**The problem**
Find the line in the data below that contains "Query: yellow corn cob". Return that line and all the lines after it, unchanged.

Point-per-instance localization data
<<<<

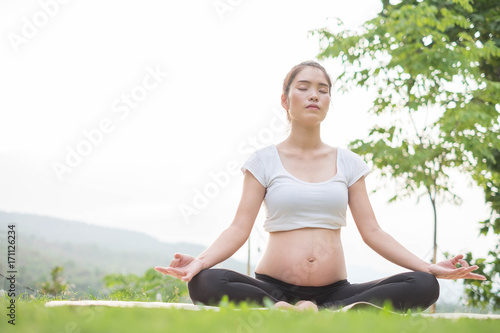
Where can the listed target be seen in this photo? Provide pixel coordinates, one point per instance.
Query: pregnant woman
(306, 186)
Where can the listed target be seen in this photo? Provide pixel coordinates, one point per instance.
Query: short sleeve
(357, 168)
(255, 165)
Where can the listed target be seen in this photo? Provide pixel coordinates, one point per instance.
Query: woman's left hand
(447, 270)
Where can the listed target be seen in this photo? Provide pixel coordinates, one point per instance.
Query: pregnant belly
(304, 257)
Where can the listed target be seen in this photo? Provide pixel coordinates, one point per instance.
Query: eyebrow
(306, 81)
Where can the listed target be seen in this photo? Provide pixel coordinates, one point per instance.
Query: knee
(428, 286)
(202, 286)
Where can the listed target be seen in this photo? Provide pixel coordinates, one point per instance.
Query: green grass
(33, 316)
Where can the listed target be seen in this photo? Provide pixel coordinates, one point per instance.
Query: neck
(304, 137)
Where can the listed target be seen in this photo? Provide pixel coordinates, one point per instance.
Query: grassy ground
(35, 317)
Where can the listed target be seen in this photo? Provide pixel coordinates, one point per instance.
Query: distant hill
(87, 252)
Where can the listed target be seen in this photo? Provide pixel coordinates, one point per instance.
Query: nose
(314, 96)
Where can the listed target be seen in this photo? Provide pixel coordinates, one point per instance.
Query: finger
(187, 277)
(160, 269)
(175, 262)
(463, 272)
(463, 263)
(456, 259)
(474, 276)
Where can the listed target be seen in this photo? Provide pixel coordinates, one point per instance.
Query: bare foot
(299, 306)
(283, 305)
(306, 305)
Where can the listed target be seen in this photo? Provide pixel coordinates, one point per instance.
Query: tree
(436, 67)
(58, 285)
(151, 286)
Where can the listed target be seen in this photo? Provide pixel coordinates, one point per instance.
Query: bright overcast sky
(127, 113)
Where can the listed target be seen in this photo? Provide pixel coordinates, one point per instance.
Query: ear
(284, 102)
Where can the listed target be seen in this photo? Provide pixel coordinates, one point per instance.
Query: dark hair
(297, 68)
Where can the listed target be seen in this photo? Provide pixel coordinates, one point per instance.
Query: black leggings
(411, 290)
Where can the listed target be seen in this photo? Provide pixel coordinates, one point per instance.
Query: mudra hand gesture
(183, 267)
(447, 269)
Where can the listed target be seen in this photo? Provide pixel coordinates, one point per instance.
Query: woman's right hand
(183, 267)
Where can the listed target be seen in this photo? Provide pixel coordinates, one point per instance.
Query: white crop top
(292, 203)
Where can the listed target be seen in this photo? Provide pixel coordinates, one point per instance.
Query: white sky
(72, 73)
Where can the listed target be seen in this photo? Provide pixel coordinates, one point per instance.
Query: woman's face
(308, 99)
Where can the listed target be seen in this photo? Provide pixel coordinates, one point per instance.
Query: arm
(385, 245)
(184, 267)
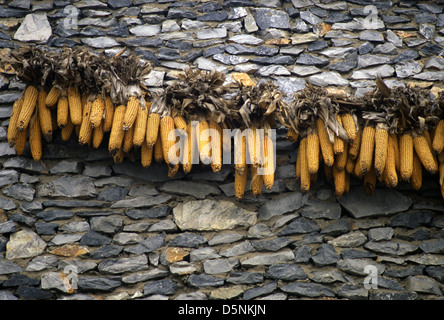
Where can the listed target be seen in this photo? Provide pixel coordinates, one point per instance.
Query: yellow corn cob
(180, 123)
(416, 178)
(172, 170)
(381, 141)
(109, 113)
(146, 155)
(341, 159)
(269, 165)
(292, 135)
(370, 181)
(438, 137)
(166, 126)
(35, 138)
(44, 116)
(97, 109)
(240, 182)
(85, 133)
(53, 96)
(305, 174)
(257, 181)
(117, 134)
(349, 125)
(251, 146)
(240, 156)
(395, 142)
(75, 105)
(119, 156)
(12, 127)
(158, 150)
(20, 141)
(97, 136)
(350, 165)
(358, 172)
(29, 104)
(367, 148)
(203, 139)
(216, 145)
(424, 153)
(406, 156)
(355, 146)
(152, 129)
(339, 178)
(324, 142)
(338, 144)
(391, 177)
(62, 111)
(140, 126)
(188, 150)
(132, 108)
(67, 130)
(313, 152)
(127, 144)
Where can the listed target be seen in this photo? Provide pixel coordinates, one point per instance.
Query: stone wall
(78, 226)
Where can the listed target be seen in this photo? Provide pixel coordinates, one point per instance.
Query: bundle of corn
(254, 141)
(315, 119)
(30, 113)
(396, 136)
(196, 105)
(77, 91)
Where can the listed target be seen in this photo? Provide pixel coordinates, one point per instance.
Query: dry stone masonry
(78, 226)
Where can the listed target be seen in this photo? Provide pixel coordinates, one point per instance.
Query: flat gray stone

>>>>

**Completed task**
Query: yellow corn cob
(180, 123)
(416, 178)
(172, 170)
(381, 141)
(109, 113)
(146, 155)
(341, 159)
(269, 165)
(292, 135)
(370, 181)
(438, 137)
(166, 126)
(35, 138)
(44, 116)
(97, 109)
(240, 182)
(85, 133)
(53, 96)
(305, 174)
(257, 181)
(117, 134)
(349, 125)
(251, 146)
(240, 156)
(395, 142)
(75, 105)
(119, 156)
(12, 127)
(158, 150)
(20, 141)
(97, 136)
(350, 165)
(358, 172)
(29, 104)
(367, 148)
(203, 139)
(216, 145)
(424, 153)
(406, 156)
(355, 146)
(152, 129)
(339, 178)
(324, 142)
(338, 144)
(391, 177)
(62, 111)
(140, 126)
(188, 150)
(132, 108)
(67, 130)
(313, 152)
(127, 144)
Where can the listed target be seen in this photo? Provide pixel coordinates, one point per instance.
Query: stone wall
(78, 226)
Where can the listed target be seen in this photo? Provide pixel coordinates, one point per instance.
Query: bundle of corn
(254, 141)
(315, 119)
(30, 113)
(396, 136)
(196, 105)
(77, 91)
Where can the listed target be seen in this photo? Provide pixel coordinates, one point per instance.
Query: dry stone masonry
(78, 226)
Where can the listed target be seen in this photo? Provide pixel coordinates, one point per instance.
Query: flat gray stone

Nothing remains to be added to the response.